Recorded information ::

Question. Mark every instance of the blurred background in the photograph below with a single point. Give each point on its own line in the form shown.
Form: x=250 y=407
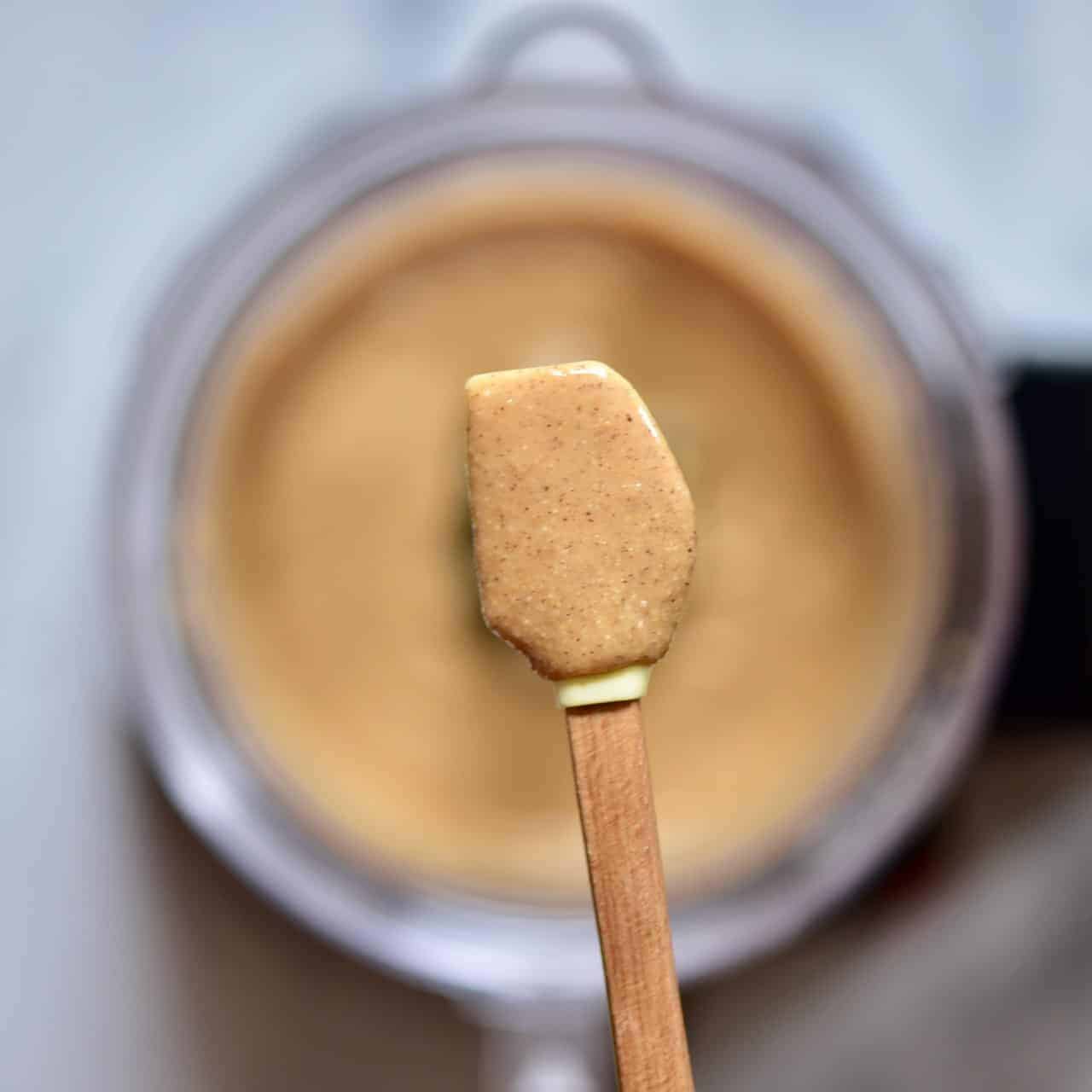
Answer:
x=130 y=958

--

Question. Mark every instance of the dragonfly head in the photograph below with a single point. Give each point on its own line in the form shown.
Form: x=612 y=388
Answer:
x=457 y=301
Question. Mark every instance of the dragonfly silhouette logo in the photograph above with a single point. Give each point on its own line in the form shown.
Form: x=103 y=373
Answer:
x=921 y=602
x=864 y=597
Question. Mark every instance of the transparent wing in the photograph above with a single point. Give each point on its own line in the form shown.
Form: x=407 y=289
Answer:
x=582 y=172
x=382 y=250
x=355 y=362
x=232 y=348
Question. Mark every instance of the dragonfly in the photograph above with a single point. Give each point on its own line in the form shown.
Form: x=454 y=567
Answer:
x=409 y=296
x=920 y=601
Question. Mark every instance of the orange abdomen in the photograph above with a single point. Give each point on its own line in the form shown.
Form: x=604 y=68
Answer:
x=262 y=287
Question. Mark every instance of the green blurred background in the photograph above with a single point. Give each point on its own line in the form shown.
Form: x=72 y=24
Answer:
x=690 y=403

---

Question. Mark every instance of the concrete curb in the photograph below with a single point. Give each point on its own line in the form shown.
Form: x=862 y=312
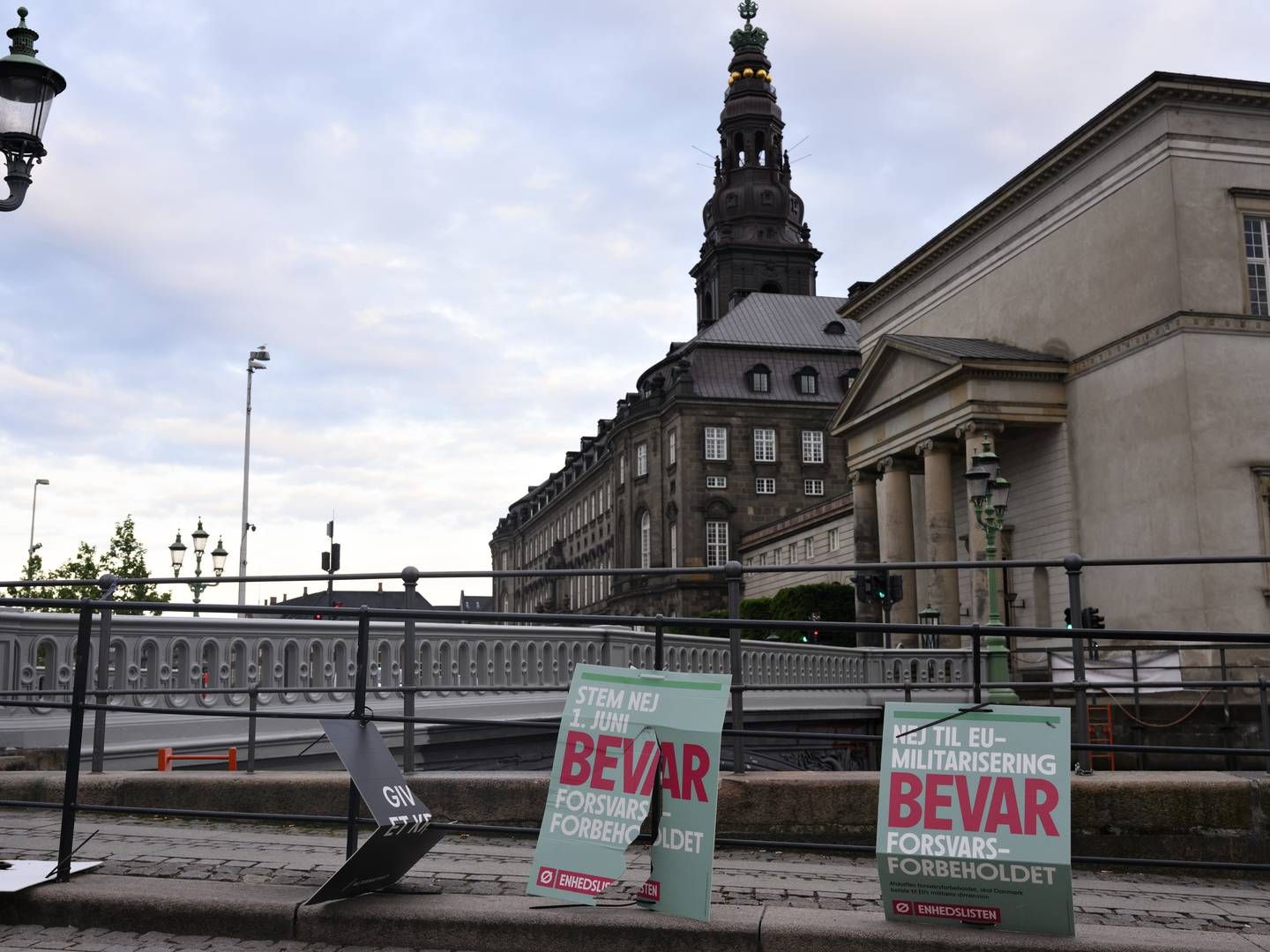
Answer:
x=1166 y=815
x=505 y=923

Short task :: Repeat the lines above word for word, starting from the line with "Question. Mark every instance of the orange" and ending with the line with "x=690 y=403", both of those lines included.

The solution ::
Question. Mark every instance of the orange abdomen in the photograph above with a single point. Give each point on its own line in the form shown.
Form: x=604 y=68
Answer:
x=262 y=287
Question. Mark every instance of the green blurred background in the photograph above with a single point. Give each point on its own line in the form shown.
Form: x=72 y=24
Answer:
x=690 y=403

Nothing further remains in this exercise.